• **What you have to do**:
Answer these questions from the forum thread on community college and careers below.
1. In what year did the poster first teach a college statistics course?
2. What was the entire cost of the three classes in the CA City College system?
3. Who is named as a notable example of someone who took a shortcut into programming?

02-19-2019 , 08:11 PM
Quote:
Originally Posted by suzzer99
There are very few scenarios where 4 years at expensive school make more strict financial sense than 2 years of CC then transfer.
I tell anyone who asks to max out CC hours. The first college statistics course I taught was in 2006 at a major state university. At the time, that course was somewhat rigorous and was mirrored by the state CC system who took our guidance on the content. Fast forward to today, the CC course is the same. The university course is such a sham that you might lay odds that I'm lying if I described it to you.
02-19-2019 , 08:24 PM
It actually depends on school and program. A lot of schools basically branched out "stats for non-science majors" or whatever they call it while the Business School and ECON program got their own stat classes going.

In MBA programs the stat class is pretty watered down (at MOST top programs, but not all. The exceptions tend to be schools that that mainly feed into IBanking) compared to the undergrad stat/econometrics classes I took almost 20 years ago. A lot of topics that used to be taught in intro to stat have been pushed to classes like operations management and decision science.
02-20-2019 , 02:46 AM
My programming career got started by 3 classes in the CA City College system - Java, Perl and C++. Entire cost? $117 - $13 a credit hour. One of my teachers taught the same class at Berkeley Extension for 10x as much.
02-20-2019 , 03:27 PM
You're old though.

Is the modern Computer Science world still filled with people who are fresh off a "HTML for Dummies" book and largely learning as they go? I'd imagine it's more competitive than it was for you in the 80s or whatever.
02-20-2019 , 03:37 PM
Quote:
Originally Posted by Inso0
You're old though.

Is the modern Computer Science world still filled with people who are fresh off a "HTML for Dummies" book and largely learning as they go? I'd imagine it's more competitive than it was for you in the 80s or whatever.
I dunno about the 80s, but 10-15 years ago it was much harder to get a programming job without a computer science (or related) degree than it is now.

In the modern world, demand for programmers is so high that there are shortcuts like coding bootcamps for people to learn to code and get into entry level programming jobs. A notable example is Haseeb Qureshi (aka dogishead from 2+2/poker), and there are also some participants in the Programming forum here who went that route and now have tech jobs.

• **Record extracts**:

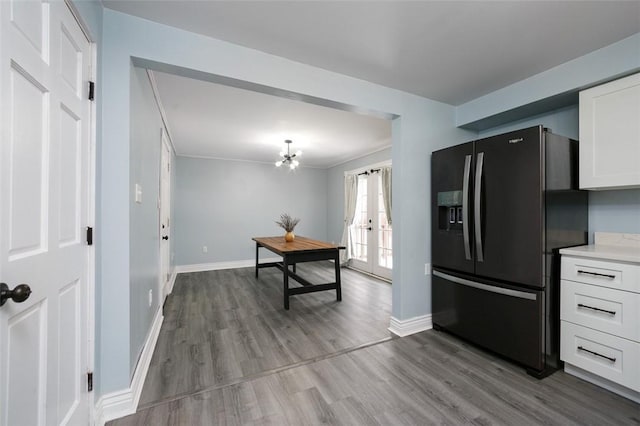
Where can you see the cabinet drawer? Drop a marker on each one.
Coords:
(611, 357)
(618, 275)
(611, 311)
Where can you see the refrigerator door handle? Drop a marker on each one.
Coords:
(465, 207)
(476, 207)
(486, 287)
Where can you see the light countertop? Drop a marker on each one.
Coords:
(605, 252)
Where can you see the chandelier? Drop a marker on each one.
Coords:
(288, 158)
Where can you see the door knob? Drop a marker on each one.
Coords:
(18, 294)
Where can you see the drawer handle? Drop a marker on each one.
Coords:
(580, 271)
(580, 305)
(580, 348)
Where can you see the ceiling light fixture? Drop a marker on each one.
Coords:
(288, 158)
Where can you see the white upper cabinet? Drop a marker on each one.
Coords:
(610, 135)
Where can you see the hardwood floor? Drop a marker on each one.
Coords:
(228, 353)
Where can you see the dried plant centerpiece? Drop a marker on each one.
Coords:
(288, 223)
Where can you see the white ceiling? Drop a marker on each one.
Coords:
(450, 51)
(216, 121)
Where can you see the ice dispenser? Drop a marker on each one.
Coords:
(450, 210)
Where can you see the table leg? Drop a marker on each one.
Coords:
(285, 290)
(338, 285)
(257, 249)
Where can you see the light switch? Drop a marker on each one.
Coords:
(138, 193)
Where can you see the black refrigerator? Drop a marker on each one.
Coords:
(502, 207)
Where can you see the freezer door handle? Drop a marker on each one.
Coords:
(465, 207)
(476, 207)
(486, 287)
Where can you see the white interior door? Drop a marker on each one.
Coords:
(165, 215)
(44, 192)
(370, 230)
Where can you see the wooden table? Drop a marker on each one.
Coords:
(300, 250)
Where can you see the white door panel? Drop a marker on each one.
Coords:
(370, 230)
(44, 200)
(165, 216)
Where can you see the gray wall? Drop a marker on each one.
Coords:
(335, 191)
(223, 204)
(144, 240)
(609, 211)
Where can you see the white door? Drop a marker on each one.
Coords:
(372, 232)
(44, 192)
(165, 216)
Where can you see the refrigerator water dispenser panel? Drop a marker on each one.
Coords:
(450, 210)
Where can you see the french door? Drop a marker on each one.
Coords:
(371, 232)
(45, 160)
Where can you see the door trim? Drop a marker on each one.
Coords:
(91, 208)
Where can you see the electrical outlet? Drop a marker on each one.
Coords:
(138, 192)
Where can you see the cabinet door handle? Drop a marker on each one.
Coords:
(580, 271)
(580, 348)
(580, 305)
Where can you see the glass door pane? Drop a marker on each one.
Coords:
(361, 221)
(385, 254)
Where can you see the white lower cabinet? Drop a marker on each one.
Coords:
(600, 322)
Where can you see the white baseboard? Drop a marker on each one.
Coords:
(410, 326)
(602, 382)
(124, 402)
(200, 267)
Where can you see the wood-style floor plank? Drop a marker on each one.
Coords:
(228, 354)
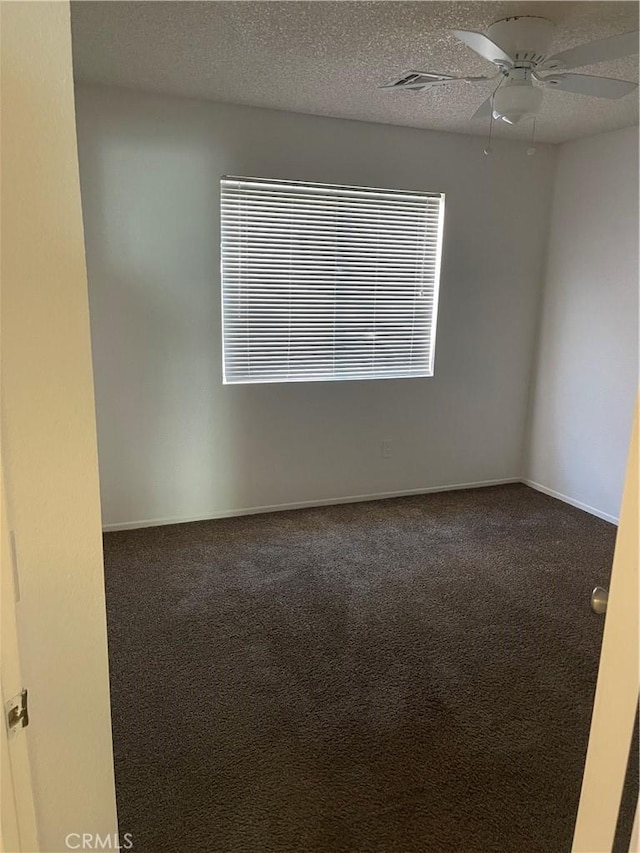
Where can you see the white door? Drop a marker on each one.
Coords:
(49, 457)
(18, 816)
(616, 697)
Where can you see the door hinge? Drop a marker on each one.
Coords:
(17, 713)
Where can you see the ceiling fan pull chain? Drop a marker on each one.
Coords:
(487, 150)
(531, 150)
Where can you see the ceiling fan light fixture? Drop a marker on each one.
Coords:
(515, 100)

...

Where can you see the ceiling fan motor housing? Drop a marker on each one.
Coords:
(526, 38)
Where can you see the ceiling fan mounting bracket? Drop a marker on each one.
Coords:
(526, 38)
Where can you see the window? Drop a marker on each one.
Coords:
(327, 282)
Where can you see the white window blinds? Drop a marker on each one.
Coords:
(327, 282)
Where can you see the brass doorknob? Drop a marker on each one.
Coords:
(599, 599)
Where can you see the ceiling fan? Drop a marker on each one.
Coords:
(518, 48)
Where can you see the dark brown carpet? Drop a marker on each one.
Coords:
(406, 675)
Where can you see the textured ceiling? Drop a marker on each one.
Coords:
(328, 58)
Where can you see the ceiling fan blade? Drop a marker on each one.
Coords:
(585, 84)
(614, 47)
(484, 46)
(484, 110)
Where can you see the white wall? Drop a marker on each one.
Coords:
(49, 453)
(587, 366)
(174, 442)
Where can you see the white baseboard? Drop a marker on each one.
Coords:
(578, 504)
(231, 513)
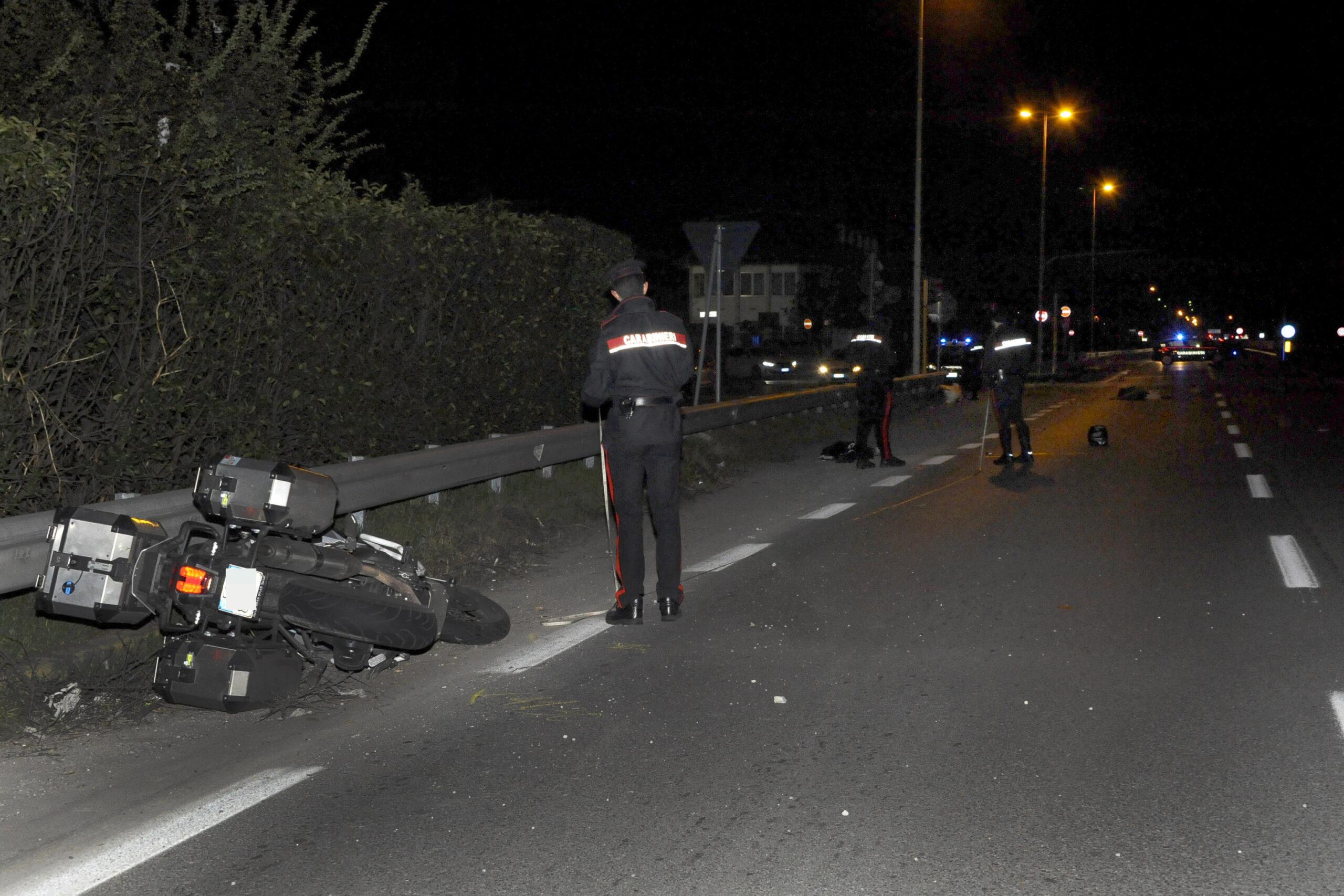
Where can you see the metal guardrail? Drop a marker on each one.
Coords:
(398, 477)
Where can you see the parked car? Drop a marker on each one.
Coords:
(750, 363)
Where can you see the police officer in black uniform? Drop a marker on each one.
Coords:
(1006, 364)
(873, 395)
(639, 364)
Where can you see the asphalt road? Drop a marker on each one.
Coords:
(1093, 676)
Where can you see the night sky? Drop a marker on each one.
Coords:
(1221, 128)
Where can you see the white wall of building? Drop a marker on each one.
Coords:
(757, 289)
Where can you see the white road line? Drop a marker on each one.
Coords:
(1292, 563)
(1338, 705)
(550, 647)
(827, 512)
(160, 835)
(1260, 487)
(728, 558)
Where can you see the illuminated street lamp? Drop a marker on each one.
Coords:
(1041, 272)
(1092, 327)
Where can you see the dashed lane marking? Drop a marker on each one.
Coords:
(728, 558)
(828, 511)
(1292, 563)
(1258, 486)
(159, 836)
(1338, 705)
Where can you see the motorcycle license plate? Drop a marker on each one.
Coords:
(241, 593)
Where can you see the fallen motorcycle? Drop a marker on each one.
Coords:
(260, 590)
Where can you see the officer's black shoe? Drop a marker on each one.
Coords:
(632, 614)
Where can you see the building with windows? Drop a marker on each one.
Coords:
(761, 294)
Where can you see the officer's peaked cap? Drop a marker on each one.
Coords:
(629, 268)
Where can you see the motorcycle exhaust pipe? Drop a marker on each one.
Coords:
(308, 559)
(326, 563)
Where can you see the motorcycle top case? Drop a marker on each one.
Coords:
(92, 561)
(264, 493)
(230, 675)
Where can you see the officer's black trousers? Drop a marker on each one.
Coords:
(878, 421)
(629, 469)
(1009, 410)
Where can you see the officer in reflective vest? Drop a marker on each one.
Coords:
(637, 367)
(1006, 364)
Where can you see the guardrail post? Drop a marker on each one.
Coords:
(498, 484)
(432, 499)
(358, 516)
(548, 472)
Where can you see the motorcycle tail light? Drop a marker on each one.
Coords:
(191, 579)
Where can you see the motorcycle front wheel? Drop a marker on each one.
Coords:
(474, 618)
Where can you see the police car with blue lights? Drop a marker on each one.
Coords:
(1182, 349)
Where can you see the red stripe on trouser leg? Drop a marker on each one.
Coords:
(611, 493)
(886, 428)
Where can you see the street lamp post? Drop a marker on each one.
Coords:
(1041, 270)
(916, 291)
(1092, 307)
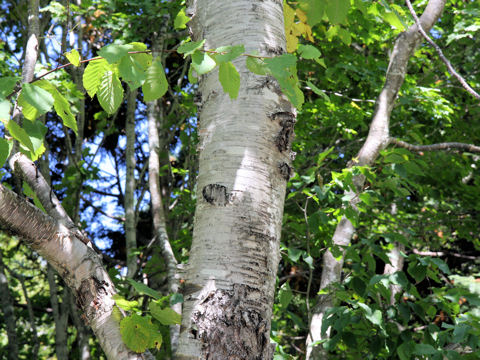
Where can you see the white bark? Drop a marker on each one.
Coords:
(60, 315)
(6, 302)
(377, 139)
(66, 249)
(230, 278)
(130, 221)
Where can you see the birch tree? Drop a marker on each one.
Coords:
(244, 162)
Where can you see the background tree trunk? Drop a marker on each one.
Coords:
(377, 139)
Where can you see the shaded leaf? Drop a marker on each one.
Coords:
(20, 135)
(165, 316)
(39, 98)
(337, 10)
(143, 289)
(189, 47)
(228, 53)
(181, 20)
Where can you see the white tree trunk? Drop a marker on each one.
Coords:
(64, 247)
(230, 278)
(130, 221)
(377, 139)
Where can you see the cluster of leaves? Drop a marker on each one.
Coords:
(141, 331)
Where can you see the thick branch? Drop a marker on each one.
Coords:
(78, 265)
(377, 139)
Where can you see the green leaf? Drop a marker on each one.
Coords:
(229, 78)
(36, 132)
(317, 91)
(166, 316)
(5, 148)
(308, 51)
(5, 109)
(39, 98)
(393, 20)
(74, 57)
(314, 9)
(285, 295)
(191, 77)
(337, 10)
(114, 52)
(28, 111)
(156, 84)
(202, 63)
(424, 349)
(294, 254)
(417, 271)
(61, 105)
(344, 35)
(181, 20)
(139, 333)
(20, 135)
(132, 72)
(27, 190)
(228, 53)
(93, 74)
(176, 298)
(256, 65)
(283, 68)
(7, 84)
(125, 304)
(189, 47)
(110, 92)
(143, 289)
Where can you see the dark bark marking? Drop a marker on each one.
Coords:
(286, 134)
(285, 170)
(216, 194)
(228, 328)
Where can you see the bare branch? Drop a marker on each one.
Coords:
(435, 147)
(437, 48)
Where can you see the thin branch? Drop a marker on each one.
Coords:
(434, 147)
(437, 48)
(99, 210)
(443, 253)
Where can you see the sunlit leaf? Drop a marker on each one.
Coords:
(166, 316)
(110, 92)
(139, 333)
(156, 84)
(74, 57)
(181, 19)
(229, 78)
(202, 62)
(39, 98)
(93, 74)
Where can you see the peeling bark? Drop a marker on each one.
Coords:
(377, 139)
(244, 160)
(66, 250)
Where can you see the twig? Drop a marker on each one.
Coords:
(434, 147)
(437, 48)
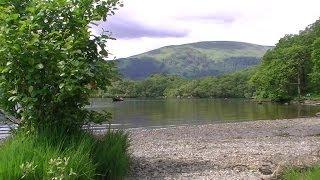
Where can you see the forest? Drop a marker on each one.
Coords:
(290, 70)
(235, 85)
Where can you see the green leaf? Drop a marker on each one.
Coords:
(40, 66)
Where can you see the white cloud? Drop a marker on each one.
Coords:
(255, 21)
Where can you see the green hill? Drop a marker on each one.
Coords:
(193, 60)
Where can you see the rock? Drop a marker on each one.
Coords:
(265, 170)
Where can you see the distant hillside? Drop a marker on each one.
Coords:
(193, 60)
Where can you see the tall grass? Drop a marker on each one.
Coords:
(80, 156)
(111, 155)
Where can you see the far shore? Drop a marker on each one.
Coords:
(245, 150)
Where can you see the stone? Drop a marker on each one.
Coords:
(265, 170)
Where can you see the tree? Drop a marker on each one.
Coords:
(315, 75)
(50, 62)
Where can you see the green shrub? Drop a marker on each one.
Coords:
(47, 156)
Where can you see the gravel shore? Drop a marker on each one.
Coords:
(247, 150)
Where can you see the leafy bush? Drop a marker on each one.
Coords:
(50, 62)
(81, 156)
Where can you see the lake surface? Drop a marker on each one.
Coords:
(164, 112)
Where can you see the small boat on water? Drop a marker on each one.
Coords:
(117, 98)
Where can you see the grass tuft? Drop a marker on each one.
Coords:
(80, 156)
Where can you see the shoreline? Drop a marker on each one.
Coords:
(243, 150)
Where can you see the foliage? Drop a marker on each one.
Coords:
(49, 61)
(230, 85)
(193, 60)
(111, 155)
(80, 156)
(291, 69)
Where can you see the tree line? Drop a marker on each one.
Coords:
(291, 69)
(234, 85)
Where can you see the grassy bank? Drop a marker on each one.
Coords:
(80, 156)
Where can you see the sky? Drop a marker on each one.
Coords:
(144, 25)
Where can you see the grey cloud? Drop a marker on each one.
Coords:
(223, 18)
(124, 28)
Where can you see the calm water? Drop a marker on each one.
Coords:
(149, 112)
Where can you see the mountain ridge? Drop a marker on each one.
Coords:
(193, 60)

--

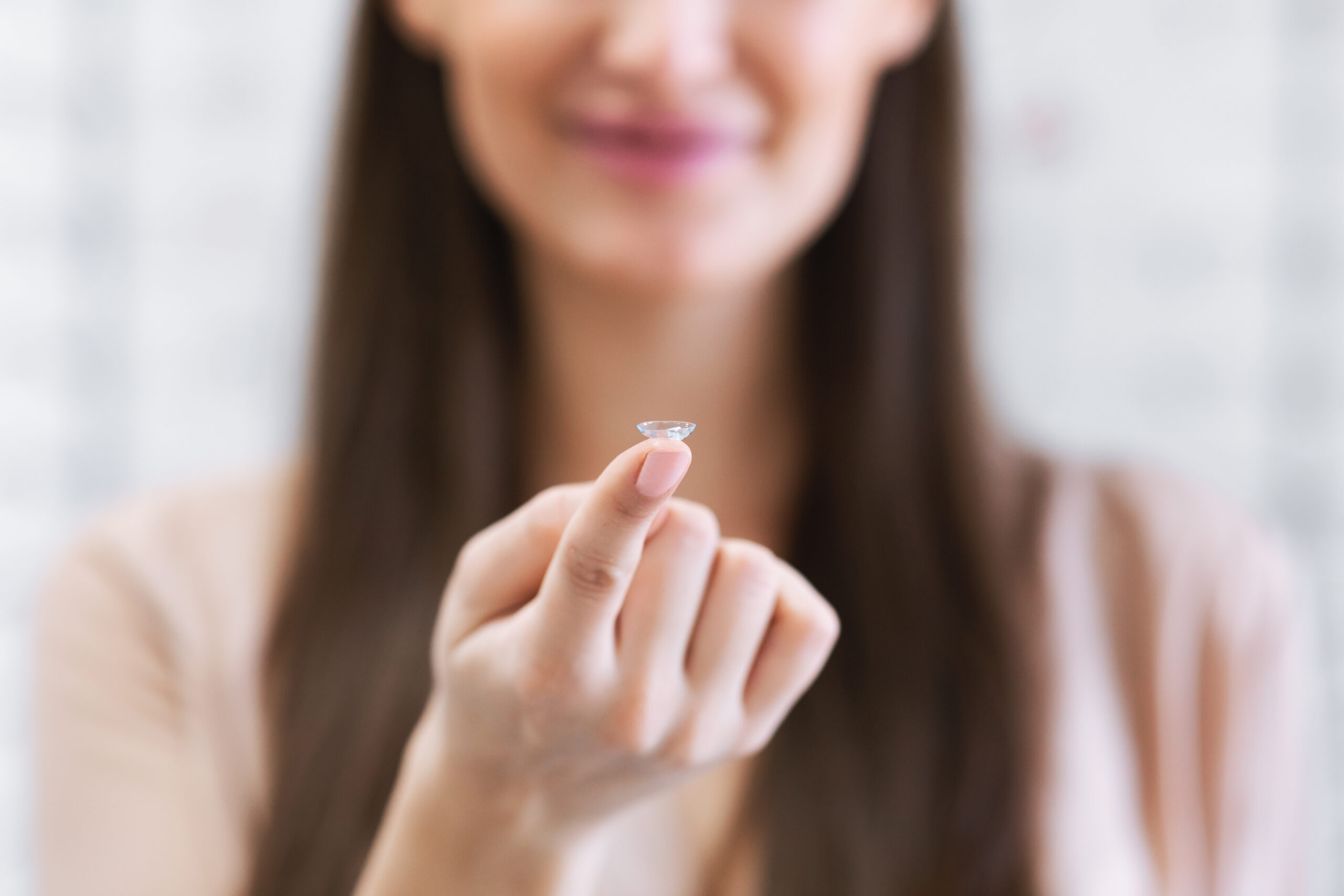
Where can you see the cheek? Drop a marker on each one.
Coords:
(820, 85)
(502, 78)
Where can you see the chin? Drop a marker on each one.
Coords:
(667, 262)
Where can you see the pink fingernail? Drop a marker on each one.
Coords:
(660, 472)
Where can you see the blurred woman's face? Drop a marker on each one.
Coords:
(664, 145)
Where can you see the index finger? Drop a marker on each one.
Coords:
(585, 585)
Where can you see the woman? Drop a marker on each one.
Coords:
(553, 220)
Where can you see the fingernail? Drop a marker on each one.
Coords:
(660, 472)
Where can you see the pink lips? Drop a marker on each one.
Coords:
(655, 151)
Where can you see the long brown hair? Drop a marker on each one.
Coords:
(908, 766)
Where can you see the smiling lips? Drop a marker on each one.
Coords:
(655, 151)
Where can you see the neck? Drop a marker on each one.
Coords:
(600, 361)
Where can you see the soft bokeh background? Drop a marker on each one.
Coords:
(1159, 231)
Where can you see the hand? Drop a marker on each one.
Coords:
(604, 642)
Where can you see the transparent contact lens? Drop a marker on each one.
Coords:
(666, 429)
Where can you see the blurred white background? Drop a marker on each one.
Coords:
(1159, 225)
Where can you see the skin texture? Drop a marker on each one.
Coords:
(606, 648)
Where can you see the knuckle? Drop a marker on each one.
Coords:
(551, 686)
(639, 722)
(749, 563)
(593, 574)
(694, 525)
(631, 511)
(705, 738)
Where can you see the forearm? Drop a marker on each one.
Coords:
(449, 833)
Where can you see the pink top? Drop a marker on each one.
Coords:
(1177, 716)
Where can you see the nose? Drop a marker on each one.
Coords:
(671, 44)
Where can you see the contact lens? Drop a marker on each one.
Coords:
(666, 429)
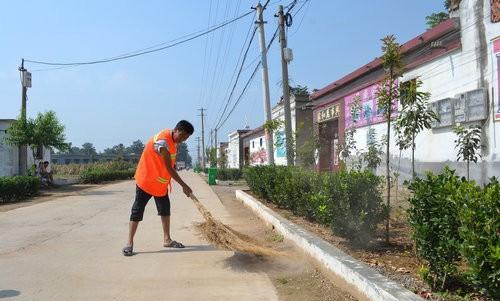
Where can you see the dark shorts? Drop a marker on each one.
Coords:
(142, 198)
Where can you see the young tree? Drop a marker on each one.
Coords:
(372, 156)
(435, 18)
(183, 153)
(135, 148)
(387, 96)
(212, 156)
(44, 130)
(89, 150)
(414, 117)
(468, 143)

• **Solution to the exercise**:
1. 2006
2. $117
3. Haseeb Qureshi (aka dogishead from 2+2/poker)